━━━ Extracto del documento

Spencer

Crítica de Jesús Rubio - La Voz del Interior

Tres días en la vida de Diana Frances Spencer, también conocida como Lady Di, le bastan al director chileno Pablo Larraín para retratar el tormento que vivía la princesa de Gales, interpretada por Kristen Stewart, nominada al Oscar por este papel. Larraín entiende que la puesta en escena tiene que ser majestuosa, fina e intimista, de atmósfera desesperante y con una tensión que esté siempre al borde de la explosión nerviosa.

En la víspera de Navidad de 1991, la princesa Diana llega a Sandringham House, la casa de campo de la familia real británica, ubicada en Norfolk (Inglaterra, Reino Unido), para celebrar la fiesta con la realeza y sus hijos Harry y William.

El detalle es que la princesa llega tarde porque se pierde. De hecho, las primeras palabras que pronuncia son “estoy perdida”. Pero Larraín dejará entrever que la demora es una maniobra premeditada. La rebelión manifiesta sus primeros síntomas.

Las escenas de presentación de los personajes y el desarrollo del malestar de Diana (filmado como si se tratara de una pesadilla) son pruebas de la sensibilidad de Larraín, quien ya incursionó en el género de las biopics con Jackie (2016), basada en la vida de Jacqueline Kennedy (Natalie Portman).

Larraín y el guionista Steven Knight intentan hacer una fábula a partir de una tragedia real, aunque acá la tragedia no es la que todos conocen, sino la que vive Diana en esos tres días decisivos, en los que siente que le cortan las alas y la obligan a una formalidad que no puede sostener (por esos años, ya estaba en una mala relación con el príncipe Carlos).

Las paredes de Sandringham tienen oídos y cualquier mínimo susurro se hace público. De modo que los miembros de la realeza se enteran del desmoronamiento psíquico de la princesa y deciden tomar algunas medidas estrictas, como echar a su vestuarista y amiga Maggie (Sally Hawkins), a quien la ven muy cercana a Diana, muy compinche, lo que Larraín aprovecha para crear una relación que va más allá del mero respeto servicial.

El problema es que el sufrimiento de Diana se ve en todo momento forzado, sobreactuado, y sin la profundidad psicológica que requiere el personaje. Al ser una biopic cuyo peso dramático cae sobre los hombros de la protagonista, Larraín se ve obligado a dejar todo en manos de Stewart, quien tiene la ventaja de estar acompañada por grandes actores secundarios (como Sean Harris y Timothy Spall).

Spencer se hace fuerte en los aspectos técnicos, en el vestuario, en el espíritu de época, en la fotografía con aire neblinoso y en la música inmersiva de Jonny Greenwood. Sin embargo, su personaje principal no convence.

Larraín quiere construir una princesa rebelde, pero los gestos máximos de rebeldía a los que llega Diana son romper una cortina o no vestirse con la prenda adecuada.

La interpretación de Stewart roza, por momentos, lo insoportable. El excesivo esmero por sacar el acento británico y por imitar los gestos y las poses de Diana la acerca más a una caricatura que a una interpretación creíble.

Spencer es un caprichoso drama biográfico que ofrece pocas pruebas de que Larraín se haya dado cuenta de la significación política de Lady Di.

━━━━━━
━━━ Material extraído

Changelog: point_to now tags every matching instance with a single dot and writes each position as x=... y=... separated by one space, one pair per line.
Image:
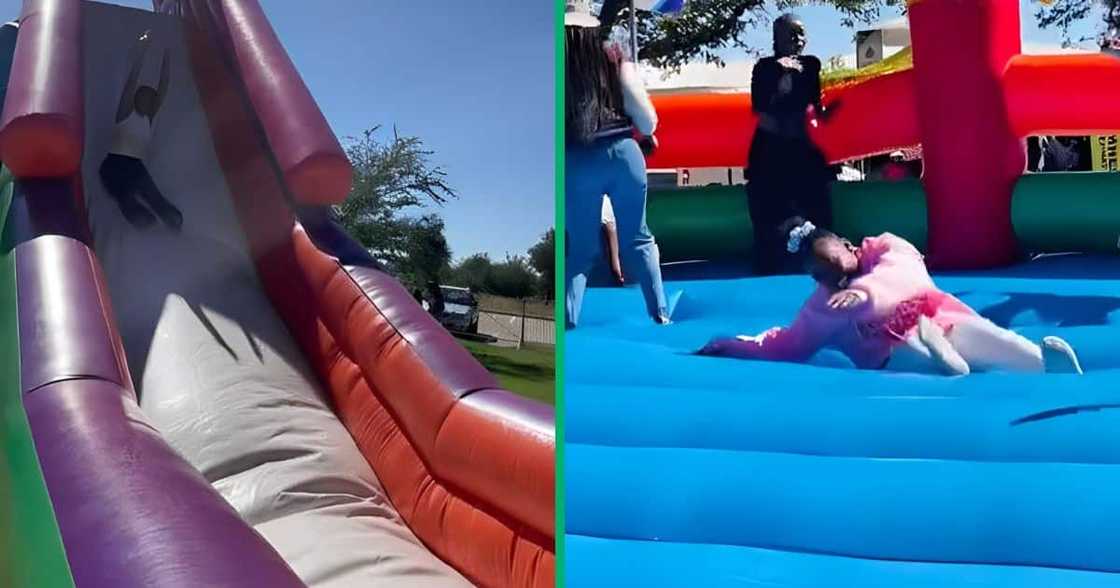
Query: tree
x=705 y=27
x=543 y=259
x=426 y=251
x=389 y=177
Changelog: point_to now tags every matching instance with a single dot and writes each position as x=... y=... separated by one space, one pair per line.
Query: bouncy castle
x=693 y=470
x=246 y=401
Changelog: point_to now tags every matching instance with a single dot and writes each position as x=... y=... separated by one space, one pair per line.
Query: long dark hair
x=593 y=91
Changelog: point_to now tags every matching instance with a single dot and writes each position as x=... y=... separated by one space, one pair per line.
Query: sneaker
x=943 y=354
x=1058 y=357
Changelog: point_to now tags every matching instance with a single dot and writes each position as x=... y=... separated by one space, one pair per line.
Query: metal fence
x=518 y=322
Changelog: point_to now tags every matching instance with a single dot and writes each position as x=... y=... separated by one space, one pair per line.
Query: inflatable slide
x=248 y=400
x=687 y=470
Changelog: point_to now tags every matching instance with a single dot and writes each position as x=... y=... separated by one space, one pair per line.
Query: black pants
x=787 y=178
x=128 y=182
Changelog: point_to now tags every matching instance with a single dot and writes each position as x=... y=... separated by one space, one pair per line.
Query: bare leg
x=927 y=351
x=948 y=360
x=988 y=346
x=122 y=188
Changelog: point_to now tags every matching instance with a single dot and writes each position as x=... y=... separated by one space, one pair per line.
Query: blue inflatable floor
x=688 y=470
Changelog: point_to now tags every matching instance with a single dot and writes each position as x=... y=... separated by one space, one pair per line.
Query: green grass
x=529 y=372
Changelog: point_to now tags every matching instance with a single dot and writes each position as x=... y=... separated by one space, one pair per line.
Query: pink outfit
x=898 y=288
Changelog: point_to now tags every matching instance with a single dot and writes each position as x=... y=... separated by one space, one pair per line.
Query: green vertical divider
x=1067 y=212
x=868 y=208
x=31 y=552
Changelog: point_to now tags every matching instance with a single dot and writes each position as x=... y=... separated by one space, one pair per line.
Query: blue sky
x=828 y=38
x=475 y=81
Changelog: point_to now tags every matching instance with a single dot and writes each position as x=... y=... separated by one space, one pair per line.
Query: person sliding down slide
x=123 y=171
x=878 y=305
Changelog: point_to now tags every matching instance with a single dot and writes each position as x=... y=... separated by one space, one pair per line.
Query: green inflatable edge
x=31 y=551
x=1052 y=213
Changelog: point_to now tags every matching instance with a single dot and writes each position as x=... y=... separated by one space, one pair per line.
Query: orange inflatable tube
x=716 y=129
x=1063 y=94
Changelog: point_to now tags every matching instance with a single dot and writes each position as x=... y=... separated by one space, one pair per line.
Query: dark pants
x=787 y=177
x=128 y=182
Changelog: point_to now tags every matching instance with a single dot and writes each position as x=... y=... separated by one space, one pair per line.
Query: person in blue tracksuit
x=605 y=104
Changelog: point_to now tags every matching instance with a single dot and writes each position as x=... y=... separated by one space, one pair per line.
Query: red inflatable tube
x=314 y=164
x=42 y=130
x=716 y=129
x=1063 y=94
x=468 y=468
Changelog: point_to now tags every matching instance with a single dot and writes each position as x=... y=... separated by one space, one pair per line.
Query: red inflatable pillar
x=972 y=157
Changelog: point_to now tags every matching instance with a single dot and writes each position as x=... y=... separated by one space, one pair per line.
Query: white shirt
x=636 y=100
x=131 y=137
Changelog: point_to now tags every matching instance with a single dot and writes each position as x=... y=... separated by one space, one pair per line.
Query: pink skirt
x=943 y=309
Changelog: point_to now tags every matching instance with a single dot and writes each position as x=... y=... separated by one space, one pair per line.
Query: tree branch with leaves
x=708 y=27
x=390 y=177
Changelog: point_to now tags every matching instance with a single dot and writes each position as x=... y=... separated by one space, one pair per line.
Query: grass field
x=529 y=372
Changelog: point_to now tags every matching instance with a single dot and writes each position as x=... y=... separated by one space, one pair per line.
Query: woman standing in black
x=787 y=174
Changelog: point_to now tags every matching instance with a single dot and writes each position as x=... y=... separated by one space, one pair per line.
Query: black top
x=785 y=93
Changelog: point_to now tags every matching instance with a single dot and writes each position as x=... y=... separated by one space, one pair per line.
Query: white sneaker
x=1058 y=357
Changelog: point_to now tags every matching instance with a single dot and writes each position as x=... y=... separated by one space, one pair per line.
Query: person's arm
x=165 y=78
x=813 y=71
x=796 y=343
x=610 y=235
x=128 y=95
x=763 y=84
x=636 y=100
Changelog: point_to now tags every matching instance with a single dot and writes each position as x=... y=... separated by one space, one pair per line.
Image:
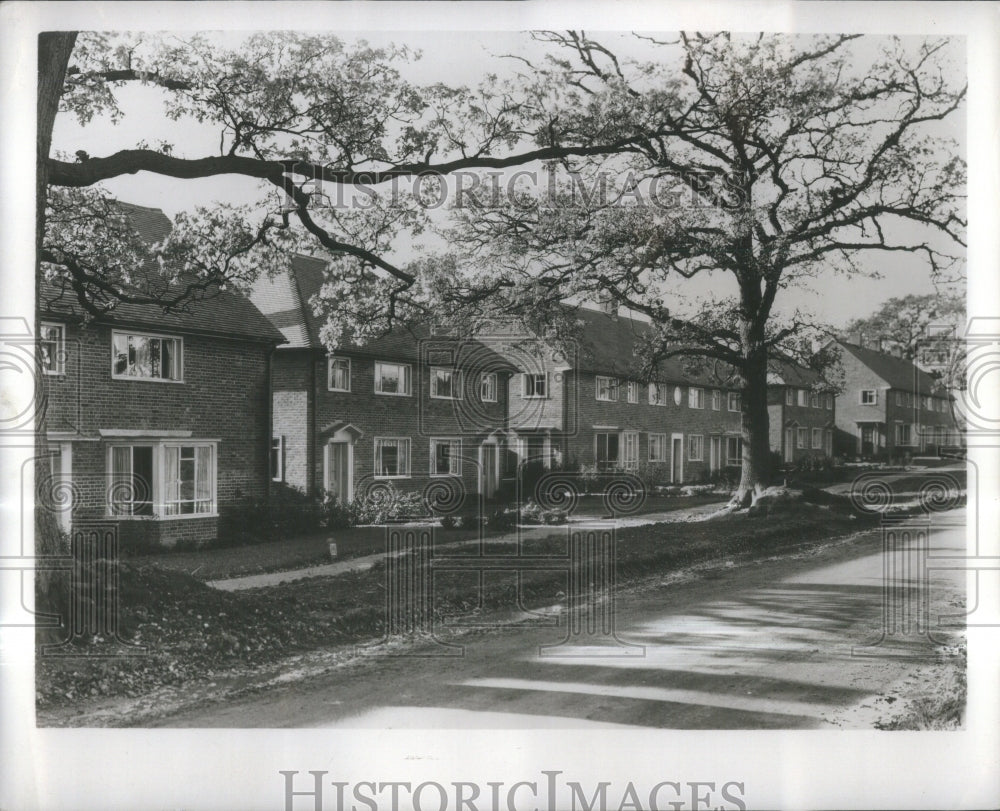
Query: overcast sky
x=453 y=58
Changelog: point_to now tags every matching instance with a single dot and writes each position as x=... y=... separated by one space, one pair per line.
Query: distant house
x=156 y=421
x=604 y=410
x=408 y=409
x=889 y=408
x=801 y=413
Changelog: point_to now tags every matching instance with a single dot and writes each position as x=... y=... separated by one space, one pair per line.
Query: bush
x=387 y=504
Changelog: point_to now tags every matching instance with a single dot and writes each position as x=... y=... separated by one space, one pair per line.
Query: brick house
x=591 y=406
x=889 y=408
x=801 y=413
x=157 y=421
x=411 y=408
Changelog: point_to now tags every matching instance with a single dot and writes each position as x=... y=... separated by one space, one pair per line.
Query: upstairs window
x=696 y=447
x=488 y=387
x=51 y=348
x=339 y=374
x=392 y=378
x=446 y=384
x=446 y=457
x=607 y=389
x=145 y=357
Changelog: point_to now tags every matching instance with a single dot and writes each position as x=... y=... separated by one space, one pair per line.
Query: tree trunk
x=755 y=428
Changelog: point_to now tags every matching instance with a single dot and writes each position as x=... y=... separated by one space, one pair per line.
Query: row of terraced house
x=165 y=421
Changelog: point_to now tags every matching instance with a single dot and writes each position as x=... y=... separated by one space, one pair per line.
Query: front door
x=339 y=471
x=489 y=470
x=715 y=454
x=676 y=457
x=867 y=440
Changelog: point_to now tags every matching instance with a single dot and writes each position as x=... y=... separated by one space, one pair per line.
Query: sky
x=452 y=58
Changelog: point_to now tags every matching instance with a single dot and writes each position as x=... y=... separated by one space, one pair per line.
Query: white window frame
x=407 y=379
x=662 y=440
x=611 y=383
x=177 y=341
x=693 y=440
x=329 y=373
x=158 y=485
x=281 y=457
x=456 y=382
x=454 y=459
x=534 y=376
x=483 y=378
x=381 y=440
x=59 y=350
x=629 y=450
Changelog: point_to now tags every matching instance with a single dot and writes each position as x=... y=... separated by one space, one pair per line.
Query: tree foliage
x=758 y=162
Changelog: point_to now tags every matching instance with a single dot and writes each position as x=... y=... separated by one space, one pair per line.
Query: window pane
x=142 y=480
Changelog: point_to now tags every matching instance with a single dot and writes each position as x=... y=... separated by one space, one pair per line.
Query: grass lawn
x=194 y=632
x=296 y=553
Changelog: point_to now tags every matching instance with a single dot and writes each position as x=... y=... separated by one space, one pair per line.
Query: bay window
x=166 y=479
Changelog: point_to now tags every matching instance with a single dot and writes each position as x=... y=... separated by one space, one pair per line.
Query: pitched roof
x=785 y=373
x=286 y=300
x=609 y=343
x=899 y=373
x=225 y=313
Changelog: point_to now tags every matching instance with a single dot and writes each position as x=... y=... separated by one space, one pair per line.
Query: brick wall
x=671 y=418
x=417 y=416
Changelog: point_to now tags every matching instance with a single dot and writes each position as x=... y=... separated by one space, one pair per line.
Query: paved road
x=770 y=645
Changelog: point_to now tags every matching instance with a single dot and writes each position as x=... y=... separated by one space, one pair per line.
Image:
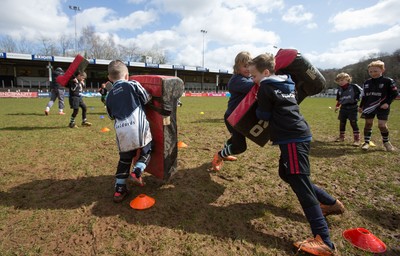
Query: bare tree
x=7 y=44
x=129 y=53
x=48 y=47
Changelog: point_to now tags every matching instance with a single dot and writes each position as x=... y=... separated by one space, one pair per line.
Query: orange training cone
x=364 y=240
x=182 y=144
x=142 y=202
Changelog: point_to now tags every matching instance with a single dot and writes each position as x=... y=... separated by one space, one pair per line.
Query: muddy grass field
x=57 y=183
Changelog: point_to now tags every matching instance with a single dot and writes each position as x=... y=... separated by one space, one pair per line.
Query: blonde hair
x=264 y=61
x=117 y=70
x=378 y=63
x=242 y=58
x=341 y=76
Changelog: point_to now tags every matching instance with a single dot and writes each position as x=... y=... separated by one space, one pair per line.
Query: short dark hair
x=264 y=61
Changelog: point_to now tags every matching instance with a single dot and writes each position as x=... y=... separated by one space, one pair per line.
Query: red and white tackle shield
x=78 y=64
x=161 y=114
x=245 y=121
x=308 y=81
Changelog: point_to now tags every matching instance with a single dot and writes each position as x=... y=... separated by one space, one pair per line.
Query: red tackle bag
x=161 y=114
x=308 y=81
x=245 y=121
x=78 y=64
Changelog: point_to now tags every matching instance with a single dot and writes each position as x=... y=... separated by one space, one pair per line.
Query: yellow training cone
x=142 y=202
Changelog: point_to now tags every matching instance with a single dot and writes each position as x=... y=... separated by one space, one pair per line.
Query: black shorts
x=294 y=158
x=350 y=113
x=381 y=114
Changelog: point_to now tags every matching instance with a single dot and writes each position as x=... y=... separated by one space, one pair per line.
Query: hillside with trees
x=359 y=73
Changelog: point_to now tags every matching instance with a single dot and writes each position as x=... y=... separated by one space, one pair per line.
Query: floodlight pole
x=76 y=9
x=204 y=32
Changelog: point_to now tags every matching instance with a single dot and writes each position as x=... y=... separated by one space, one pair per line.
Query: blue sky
x=331 y=34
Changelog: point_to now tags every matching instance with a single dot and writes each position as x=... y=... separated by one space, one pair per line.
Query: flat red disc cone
x=364 y=240
x=142 y=202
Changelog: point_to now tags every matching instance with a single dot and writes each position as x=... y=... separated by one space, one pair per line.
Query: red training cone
x=142 y=202
x=364 y=240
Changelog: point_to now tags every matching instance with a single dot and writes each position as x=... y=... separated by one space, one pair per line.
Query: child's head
x=342 y=79
x=376 y=68
x=241 y=66
x=117 y=70
x=262 y=66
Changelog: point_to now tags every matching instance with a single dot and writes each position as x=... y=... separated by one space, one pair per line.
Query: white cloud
x=351 y=50
x=385 y=12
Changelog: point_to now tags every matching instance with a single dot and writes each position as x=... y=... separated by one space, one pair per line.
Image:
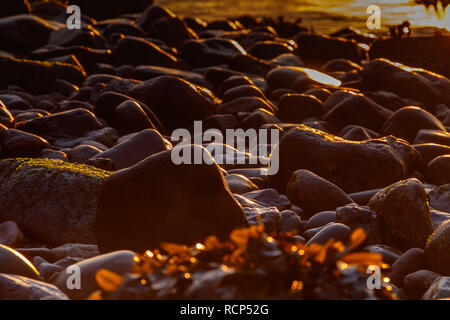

━━━━━━

## Consigna
Reproduce textualmente el pasaje de la crítica de Spencer que arranca con "En la víspera" y continúa hasta "Harry y William.". Este material no desempeña ningún papel aquí.

## Respuesta escrita
En la víspera de Navidad de 1991, la princesa Diana llega a Sandringham House, la casa de campo de la familia real británica, ubicada en Norfolk (Inglaterra, Reino Unido), para celebrar la fiesta con la realeza y sus hijos Harry y William.